Copy the records below word for word, from their first line through the line that contains "column 505, row 136", including both of those lines and nothing after them.

>> Begin

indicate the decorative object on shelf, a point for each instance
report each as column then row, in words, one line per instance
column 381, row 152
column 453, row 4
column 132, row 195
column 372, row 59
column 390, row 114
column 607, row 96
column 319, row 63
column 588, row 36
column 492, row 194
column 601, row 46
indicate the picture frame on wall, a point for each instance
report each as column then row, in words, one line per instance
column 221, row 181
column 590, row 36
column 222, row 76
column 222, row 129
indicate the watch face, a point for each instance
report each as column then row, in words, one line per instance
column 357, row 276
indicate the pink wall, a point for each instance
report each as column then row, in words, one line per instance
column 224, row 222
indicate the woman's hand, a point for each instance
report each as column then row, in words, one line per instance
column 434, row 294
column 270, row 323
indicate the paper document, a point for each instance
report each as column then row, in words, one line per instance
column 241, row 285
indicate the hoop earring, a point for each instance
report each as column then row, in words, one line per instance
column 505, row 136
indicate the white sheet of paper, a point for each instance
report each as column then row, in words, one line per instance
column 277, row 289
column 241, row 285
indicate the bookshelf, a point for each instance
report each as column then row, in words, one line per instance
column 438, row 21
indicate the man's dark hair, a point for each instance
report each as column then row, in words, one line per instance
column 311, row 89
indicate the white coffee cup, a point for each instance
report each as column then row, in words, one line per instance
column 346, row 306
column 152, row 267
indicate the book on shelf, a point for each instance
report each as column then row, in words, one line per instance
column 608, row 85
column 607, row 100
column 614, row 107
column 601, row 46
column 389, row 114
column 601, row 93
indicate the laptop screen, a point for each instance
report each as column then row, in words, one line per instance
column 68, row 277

>> End

▶ _The output_:
indicate the decorative object on shelf, a point for each instance
report each as column then row, in words, one line per instance
column 381, row 152
column 453, row 4
column 132, row 195
column 372, row 59
column 390, row 114
column 607, row 96
column 319, row 63
column 588, row 36
column 492, row 194
column 601, row 46
indicate the picture frame on wall, a point for each instance
report each as column then row, in words, one line per instance
column 221, row 181
column 590, row 36
column 222, row 76
column 222, row 129
indicate the watch face, a point for each instance
report each as column then row, in words, one line per instance
column 357, row 276
indicate the pink wall, a point for each instance
report each as column then row, in words, one line per instance
column 224, row 222
indicate the woman's hand, a point for each instance
report each as column then row, in words, one line per instance
column 434, row 294
column 270, row 323
indicate the paper document, a point for each instance
report each as column then row, in words, one line per instance
column 241, row 285
indicate the hoop earring, a point for each instance
report each as column then row, in words, one line per instance
column 505, row 136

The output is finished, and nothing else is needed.